* Begin Extract to read *
It would be good to give system administrators in DAM opportunity to configure desired behavior when duplicate is detected, so that publishing of duplicates can be prevented if so configured. 

On a bigger scale, it would be good if this feature is applicable to all types of ingestion (including custom ingestion mechanisms, via REST API) so that ingestion can be prevented for duplicate assets if so configured by system administrators regardless of ingestion mechanism.   

Versioning Ingestion / Upload

Hi Petra,

This is valuable to us too.

We want to be able to configure the behaviour for when duplicates are detected and we prefer to reject them if the asset uploaded is the duplicate of an asset existing, but prefer to upload for when just the filename of the asset uploaded matches the filename of an asset existing in the DAM. So, our use case is:

  1. If the checksum of file uploading = checksum of an asset in the DAM, REJECT with a desired message
  2. If the filename of file uploading = filename of an asset in the DAM, UPLOAD with a desired message
  3. If filename AND checksum of file uploading = filename AND checksum of an asset in the DAM, REJECT with a desired message

We would like this behaviour to be exerted both through the UI and the custom bulk uploading mechanism we’ve built through the Aprimo DAM’s REST API. 

This would be valuable for us as well.

Our use case. We'd like to set up rules that would validate an asset against others based on configurable metadata fields and upload them into pending with a duplicate flag.
* End Extract to read *
* Begin Provided data *
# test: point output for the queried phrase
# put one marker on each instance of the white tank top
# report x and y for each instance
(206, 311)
* End Provided data *
## [Goals]
• a. In the duplicate-detection thread, what should happen when only the filename of an uploaded file matches the filename of an existing asset?
• b. Carry on with the duplicate-detection thread from where it stops.
You won't need the material for this.

## [The responses]
• a. The file should be uploaded with a desired message.

• b.
Example

If checksum is the same upload but flag as duplicate.

If filename is the same upload but flag as duplicate.

If field 'a' and field 'b' are both matches flag as duplicate (can add up to x number of fields to match)

Currently it looks like

both Checksum and Filename need to match to flag as a duplicate.

Hi Ethan,

Could you give us some more insights on the use case why you would do matching fields to identify a duplicate? What type of content items is this being used for?

For the most part we'd need duplicate detection for image files.

It would be ideal if the system recognized duplicates by comparing pixels but we were told this wasn't something that was possible.

We often have photos that have been cropped and when they're cropped they're renamed and the checksum changes. We're looking for creative ways to use other metadata fields that may have not changed to 'flag' items as potential duplicates.

Does this make sense?

Agreed, an ideal option would be allowing the admin to associate the existing record (duplicate) to an additional classification.